== Material provided ==
━━━━━━━━━━

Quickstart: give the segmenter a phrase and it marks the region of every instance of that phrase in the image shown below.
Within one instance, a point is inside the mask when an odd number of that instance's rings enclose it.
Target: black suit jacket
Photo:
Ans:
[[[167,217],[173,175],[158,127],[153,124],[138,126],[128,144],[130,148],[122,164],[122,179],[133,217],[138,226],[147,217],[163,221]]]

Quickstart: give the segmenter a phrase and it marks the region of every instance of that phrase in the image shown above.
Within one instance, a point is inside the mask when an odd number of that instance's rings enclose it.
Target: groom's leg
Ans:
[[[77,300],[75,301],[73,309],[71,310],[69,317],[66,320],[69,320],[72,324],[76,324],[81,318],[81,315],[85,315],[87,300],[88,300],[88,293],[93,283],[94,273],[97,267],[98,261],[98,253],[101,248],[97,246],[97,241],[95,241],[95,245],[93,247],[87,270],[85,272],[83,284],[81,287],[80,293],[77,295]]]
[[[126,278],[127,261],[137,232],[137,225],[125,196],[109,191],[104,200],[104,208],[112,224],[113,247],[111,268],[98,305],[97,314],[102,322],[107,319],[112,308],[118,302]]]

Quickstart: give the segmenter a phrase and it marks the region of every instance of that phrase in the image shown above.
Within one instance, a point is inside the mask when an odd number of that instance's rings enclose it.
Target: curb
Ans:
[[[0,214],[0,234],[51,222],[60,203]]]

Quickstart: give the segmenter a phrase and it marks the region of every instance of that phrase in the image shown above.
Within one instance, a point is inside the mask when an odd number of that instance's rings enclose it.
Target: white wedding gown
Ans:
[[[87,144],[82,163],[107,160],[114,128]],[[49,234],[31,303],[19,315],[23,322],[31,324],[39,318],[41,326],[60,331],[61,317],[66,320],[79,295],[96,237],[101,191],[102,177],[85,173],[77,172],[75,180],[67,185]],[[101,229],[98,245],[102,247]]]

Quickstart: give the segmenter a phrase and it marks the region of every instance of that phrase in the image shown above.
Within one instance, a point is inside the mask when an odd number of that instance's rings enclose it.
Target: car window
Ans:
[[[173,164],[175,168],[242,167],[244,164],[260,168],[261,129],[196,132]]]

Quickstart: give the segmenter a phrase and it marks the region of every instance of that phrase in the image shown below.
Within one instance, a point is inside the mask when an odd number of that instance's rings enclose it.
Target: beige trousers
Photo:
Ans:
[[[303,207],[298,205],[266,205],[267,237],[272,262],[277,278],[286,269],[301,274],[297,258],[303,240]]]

━━━━━━━━━━

== Work to be completed ==
Rewrite all of the items above, replacing each occurrence of "segmenter" with "labeling tool" and leaving everything else untouched.

== Output for this task ==
Quickstart: give the labeling tool a phrase and it marks the region of every instance of that phrase in the image shown below.
Within one instance, a point is inside the mask when an odd number of that instance's rings enclose it.
Target: black suit jacket
Photo:
Ans:
[[[167,217],[173,175],[158,127],[153,124],[138,126],[128,144],[130,148],[122,164],[122,179],[133,217],[138,226],[147,217],[163,221]]]

Quickstart: give the labeling tool a phrase and it marks the region of every instance of that phrase in the image shown above.
Within one instance, a point is inside the mask when an odd number of that instance's rings enclose it.
Target: groom's leg
Ans:
[[[77,300],[75,301],[73,309],[71,310],[69,317],[66,320],[69,320],[72,324],[76,324],[81,318],[81,315],[85,315],[87,300],[88,300],[88,293],[93,283],[94,273],[97,267],[98,261],[98,253],[101,248],[97,246],[97,241],[95,241],[95,245],[93,247],[87,270],[85,272],[83,284],[81,287],[80,293],[77,295]]]
[[[126,278],[127,261],[137,232],[137,225],[125,196],[109,191],[104,200],[104,208],[112,224],[113,247],[111,268],[98,305],[97,314],[102,322],[107,319],[112,308],[118,302]]]

Quickstart: give the labeling tool a phrase and it marks the region of every instance of that phrase in the image shown above.
Within one instance, a point is inside the mask when an odd number of that instance's rings enclose it.
Target: curb
Ans:
[[[0,214],[0,234],[51,222],[60,203]]]

Quickstart: give the labeling tool a phrase and it marks the region of every instance of that phrase in the image shown above.
Within one instance, a point is inside the mask when an odd number of that instance's rings enclose it.
Target: white wedding gown
Ans:
[[[87,144],[82,163],[107,160],[114,128]],[[49,234],[31,303],[19,315],[23,322],[31,324],[39,318],[41,326],[60,331],[61,317],[66,320],[79,295],[96,237],[101,191],[102,177],[85,173],[77,172],[75,180],[67,185]],[[101,229],[98,245],[102,247]]]

Quickstart: give the labeling tool a phrase and it marks the region of every instance of that phrase in the image shown above.
Within one instance, a point is inside the mask when an odd number of that instance's rings enclose it.
Target: car window
Ans:
[[[173,164],[175,168],[242,167],[244,164],[260,168],[261,129],[196,132]]]

Quickstart: give the labeling tool a phrase and it marks the region of every instance of that phrase in the image shown below.
Within one instance, a point is inside the mask when an odd number of that instance's rings enclose it.
Target: beige trousers
Photo:
Ans:
[[[303,207],[298,205],[266,205],[267,237],[272,262],[277,278],[286,269],[301,274],[297,258],[303,240]]]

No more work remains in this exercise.